**Required work**
Pull out every line of the material below that contains the word "fence", and list those lines in the order they appear.

**Provided records**
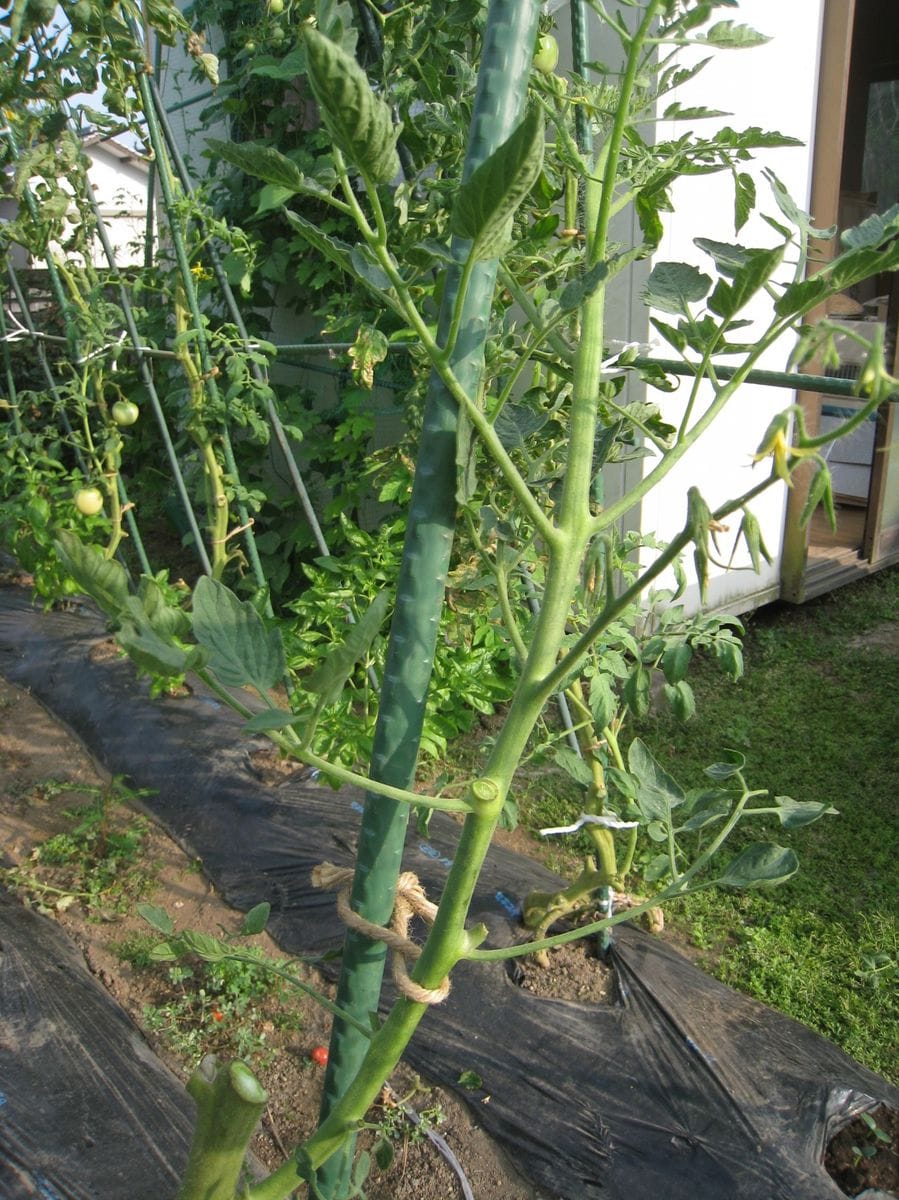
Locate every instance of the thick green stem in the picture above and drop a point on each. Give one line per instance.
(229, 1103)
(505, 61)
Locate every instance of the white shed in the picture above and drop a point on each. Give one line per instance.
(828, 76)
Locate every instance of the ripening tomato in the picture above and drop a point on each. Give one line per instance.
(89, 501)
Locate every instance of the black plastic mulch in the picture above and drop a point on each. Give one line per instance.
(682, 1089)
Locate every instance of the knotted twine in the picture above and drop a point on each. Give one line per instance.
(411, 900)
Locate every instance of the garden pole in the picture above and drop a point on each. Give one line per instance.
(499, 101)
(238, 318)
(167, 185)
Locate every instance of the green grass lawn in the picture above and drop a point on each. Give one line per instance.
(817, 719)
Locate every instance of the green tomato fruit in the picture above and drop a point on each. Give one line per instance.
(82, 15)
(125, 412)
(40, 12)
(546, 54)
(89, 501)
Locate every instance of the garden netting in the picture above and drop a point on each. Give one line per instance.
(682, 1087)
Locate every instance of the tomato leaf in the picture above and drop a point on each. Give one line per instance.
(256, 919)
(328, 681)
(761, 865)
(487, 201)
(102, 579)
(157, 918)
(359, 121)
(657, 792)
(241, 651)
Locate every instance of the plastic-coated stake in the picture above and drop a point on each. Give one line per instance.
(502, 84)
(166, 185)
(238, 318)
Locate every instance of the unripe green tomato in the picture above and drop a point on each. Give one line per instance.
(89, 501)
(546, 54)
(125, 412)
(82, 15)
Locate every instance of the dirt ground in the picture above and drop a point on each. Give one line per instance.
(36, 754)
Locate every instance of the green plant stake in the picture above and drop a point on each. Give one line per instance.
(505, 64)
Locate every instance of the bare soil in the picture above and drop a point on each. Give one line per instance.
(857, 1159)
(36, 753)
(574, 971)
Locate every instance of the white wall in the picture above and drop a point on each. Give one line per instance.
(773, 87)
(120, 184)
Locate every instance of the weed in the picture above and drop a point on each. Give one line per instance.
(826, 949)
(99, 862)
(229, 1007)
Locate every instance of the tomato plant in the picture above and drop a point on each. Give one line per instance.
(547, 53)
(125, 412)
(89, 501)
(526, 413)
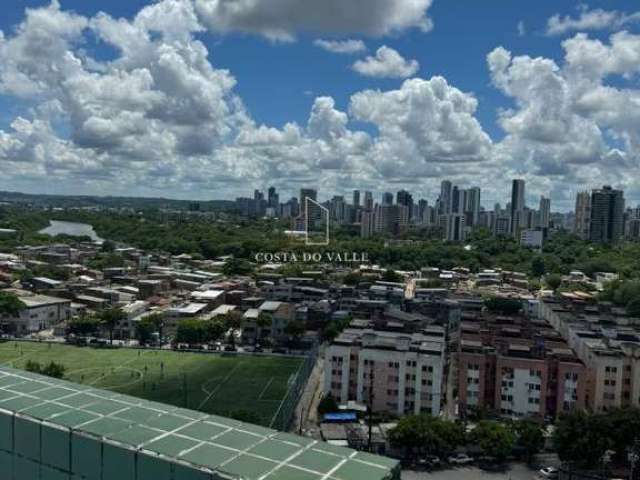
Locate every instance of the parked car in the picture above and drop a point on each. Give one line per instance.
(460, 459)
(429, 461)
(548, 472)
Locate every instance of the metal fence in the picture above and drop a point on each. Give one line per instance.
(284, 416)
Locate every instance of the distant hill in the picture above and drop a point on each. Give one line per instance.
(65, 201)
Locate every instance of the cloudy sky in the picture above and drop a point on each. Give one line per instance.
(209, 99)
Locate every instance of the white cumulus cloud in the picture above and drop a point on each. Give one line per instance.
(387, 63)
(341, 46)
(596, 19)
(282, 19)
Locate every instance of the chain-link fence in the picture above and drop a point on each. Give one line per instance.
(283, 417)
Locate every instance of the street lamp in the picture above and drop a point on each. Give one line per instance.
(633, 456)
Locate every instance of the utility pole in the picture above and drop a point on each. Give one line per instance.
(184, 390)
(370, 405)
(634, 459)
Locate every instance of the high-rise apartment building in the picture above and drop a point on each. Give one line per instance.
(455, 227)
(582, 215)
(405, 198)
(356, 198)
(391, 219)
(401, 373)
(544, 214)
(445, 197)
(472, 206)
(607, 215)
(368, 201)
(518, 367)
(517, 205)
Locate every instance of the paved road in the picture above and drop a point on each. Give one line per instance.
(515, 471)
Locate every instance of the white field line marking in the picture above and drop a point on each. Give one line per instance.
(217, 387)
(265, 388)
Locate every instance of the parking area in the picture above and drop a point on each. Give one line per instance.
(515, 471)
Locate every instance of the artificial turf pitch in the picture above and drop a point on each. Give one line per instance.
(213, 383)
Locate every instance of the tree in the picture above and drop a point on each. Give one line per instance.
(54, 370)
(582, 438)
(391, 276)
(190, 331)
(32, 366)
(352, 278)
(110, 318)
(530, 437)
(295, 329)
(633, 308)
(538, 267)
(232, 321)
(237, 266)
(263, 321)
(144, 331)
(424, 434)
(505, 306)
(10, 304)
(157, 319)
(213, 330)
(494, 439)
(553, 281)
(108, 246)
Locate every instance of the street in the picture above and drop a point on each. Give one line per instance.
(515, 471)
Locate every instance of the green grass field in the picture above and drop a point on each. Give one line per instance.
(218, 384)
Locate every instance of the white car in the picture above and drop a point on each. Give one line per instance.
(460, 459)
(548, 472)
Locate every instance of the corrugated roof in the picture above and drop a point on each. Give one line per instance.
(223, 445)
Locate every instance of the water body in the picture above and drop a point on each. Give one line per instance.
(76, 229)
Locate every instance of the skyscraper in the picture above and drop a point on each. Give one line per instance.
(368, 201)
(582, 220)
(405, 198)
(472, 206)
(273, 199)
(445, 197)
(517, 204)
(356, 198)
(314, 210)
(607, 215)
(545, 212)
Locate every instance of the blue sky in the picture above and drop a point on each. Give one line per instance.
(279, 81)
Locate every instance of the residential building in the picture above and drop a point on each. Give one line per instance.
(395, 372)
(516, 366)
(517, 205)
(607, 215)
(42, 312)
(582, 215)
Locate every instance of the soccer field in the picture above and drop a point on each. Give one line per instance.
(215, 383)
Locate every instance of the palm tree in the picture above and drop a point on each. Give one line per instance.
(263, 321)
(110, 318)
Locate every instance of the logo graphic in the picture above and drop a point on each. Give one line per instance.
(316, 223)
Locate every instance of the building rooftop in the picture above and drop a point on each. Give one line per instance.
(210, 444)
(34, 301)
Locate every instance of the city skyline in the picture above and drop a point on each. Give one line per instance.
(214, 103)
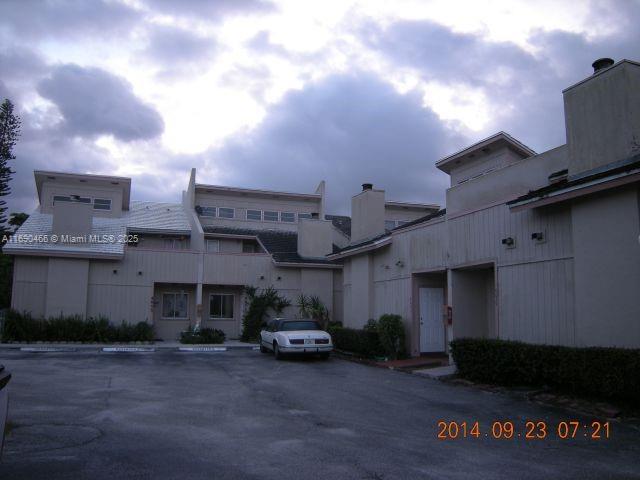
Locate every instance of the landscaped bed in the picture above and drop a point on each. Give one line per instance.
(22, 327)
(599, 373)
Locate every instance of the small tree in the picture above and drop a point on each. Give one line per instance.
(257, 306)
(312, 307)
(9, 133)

==

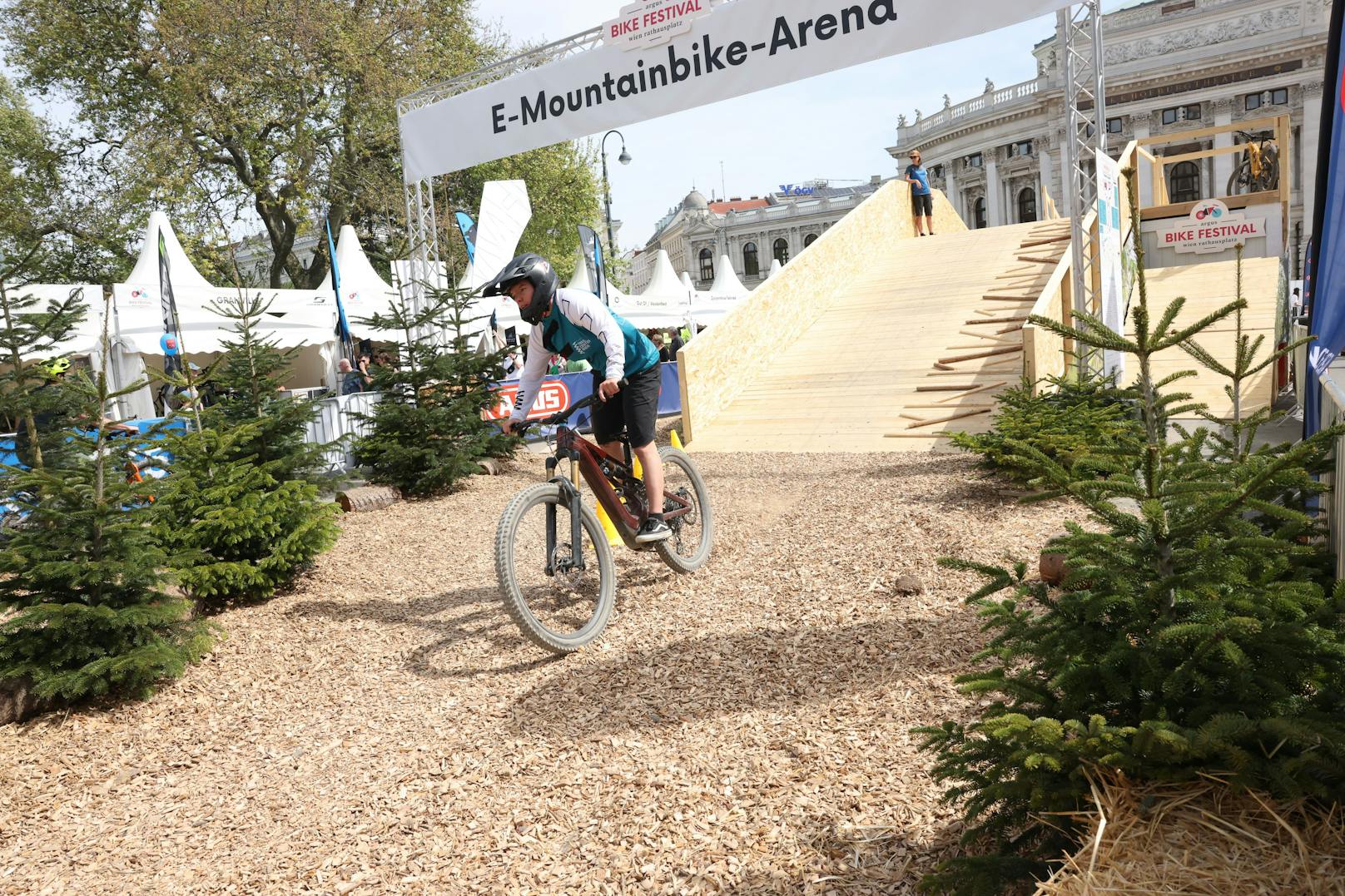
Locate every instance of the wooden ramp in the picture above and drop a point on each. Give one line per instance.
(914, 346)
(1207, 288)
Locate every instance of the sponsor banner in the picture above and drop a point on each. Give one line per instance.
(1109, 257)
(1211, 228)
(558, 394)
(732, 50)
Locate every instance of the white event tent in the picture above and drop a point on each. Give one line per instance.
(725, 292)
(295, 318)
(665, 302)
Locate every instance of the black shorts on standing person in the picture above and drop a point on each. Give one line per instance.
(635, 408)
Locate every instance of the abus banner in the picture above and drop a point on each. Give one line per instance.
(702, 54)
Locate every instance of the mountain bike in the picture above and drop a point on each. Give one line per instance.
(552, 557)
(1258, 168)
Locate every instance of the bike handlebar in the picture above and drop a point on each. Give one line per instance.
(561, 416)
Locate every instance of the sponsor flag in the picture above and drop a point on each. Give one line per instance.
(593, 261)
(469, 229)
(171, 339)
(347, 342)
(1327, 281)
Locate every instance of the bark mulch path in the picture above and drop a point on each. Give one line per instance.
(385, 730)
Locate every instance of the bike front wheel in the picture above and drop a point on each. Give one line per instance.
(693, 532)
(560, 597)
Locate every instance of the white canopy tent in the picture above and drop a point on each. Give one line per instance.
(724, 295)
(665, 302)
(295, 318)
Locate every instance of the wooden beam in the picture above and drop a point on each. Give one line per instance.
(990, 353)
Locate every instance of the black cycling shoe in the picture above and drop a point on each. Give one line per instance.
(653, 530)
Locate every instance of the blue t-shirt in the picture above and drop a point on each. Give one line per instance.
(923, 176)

**Response**
Locate every instance of the metal fence in the picture above and drop a point on each. Give one line per instance.
Locate every instance of the chain-link fence in the picture above and drop a point on each. Give one line per instance.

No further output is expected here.